→ **AIM**
Nothing in the records may be left out or altered; reproduce them all exactly.

### DATASET

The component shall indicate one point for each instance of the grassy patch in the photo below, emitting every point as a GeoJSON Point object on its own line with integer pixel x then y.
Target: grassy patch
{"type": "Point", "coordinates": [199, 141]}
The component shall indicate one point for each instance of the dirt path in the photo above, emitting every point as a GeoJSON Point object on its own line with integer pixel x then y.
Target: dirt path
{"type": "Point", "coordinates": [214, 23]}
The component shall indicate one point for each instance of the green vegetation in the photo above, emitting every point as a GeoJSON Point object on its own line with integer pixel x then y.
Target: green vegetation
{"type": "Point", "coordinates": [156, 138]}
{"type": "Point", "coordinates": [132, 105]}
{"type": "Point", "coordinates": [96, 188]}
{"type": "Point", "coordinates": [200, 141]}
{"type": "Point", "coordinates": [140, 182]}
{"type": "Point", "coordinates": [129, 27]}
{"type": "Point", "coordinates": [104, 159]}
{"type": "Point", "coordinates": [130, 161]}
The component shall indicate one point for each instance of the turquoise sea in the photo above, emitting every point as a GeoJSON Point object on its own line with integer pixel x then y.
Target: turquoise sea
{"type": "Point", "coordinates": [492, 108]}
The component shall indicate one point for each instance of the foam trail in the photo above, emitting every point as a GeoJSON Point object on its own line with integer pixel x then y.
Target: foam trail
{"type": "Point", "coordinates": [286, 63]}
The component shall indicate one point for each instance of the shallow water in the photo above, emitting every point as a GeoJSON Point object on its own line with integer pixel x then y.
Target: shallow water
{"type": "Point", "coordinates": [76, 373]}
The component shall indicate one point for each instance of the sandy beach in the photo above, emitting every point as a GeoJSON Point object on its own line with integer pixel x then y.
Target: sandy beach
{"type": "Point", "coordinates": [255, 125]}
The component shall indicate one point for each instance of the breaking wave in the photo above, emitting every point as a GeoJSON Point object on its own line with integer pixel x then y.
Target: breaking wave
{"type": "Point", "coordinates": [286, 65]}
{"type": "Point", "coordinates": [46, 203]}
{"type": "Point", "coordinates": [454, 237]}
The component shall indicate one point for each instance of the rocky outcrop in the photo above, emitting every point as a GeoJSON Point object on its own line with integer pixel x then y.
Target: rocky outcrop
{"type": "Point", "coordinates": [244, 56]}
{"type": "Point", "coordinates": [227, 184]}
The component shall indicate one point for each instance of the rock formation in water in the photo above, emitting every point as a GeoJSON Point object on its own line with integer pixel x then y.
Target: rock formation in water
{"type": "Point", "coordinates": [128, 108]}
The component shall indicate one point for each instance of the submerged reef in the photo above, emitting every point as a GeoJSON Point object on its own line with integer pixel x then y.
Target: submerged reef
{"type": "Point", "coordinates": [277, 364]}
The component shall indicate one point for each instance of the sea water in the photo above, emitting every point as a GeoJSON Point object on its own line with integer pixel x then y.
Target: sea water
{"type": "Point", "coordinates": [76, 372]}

######

→ **SOLUTION TO THIS PROBLEM**
The component shall indicate one point for each instance of the grassy patch in the photo below, emitting every point as a GeoJSON Point object on its own line with integer pixel x then y.
Target: grassy patch
{"type": "Point", "coordinates": [199, 141]}
The component shall indicate one point for each instance of the dirt path in the photo above, emitting every point as a GeoJSON Point object on its own line with integer pixel x then y.
Target: dirt path
{"type": "Point", "coordinates": [214, 23]}
The component shall indicate one point for each instance of the green vegetation in the photo above, emitting every point as a GeoJSON Point object on its own line with integer pixel x then y.
Target: green vegetation
{"type": "Point", "coordinates": [156, 138]}
{"type": "Point", "coordinates": [132, 105]}
{"type": "Point", "coordinates": [96, 188]}
{"type": "Point", "coordinates": [200, 141]}
{"type": "Point", "coordinates": [140, 182]}
{"type": "Point", "coordinates": [129, 27]}
{"type": "Point", "coordinates": [104, 159]}
{"type": "Point", "coordinates": [130, 161]}
The component shall indicate one point for each instance of the turquoise sea in the photo above, emitting every point as a GeoJSON Point object on its own line with integer pixel x then y.
Target: turquoise sea
{"type": "Point", "coordinates": [492, 108]}
The component shall indicate one point for each instance of the foam trail in the photo above, emitting every point as a GeoJSON Point object on its own line with integer pixel x then y.
Target: foam trail
{"type": "Point", "coordinates": [286, 63]}
The component shall indicate one point for each instance of the shallow water in the photo above, emitting every point as a GeoJSON Point object on its own line with integer pixel x then y.
Target: shallow water
{"type": "Point", "coordinates": [76, 373]}
The component shall indicate one point for each instance of the sandy beach in the photo above, emitting every point as a GeoJSON Point object on its own line with integer pixel x then y.
Target: sandy beach
{"type": "Point", "coordinates": [255, 125]}
The component shall indicate one point for each instance of the breaking wave in the photo above, emitting every point as a GeoJSON Point object on its own line with integer pixel x then y.
Target: breaking wave
{"type": "Point", "coordinates": [286, 65]}
{"type": "Point", "coordinates": [46, 203]}
{"type": "Point", "coordinates": [454, 237]}
The component shall indicate one point for each instance of the rocky outcrop in the photo above, emitting every point as a GeoJSON Point object on its own line with integer pixel x then y.
Target: rocky outcrop
{"type": "Point", "coordinates": [244, 56]}
{"type": "Point", "coordinates": [227, 184]}
The component shall indicate one point for each instance of the rock formation in water in the photo above, emitting every point as a GeoJSON Point object on its own line with integer pixel x then y.
Target: rock formation in water
{"type": "Point", "coordinates": [128, 108]}
The component shall indicate one point for each instance of the submerged reef in the photo above, emitting every point as a GeoJSON Point object on its own line with integer pixel x then y.
Target: submerged reef
{"type": "Point", "coordinates": [277, 364]}
The component shall indicate one point for each instance of the sea water in the photo above, emitting every point as a GeoJSON Point object on its own line with integer pixel x then y.
Target: sea water
{"type": "Point", "coordinates": [76, 372]}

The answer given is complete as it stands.